Output the data below verbatim, line by line, without changing anything.

---- Data to use

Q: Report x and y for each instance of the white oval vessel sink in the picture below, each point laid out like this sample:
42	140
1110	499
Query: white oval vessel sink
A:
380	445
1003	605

--------

Solution below:
Q: Report x and y for each instance of the white oval vessel sink in the picture below, each point laid out like this sample:
42	140
1110	499
Query: white oval vessel sink
A:
380	445
1003	605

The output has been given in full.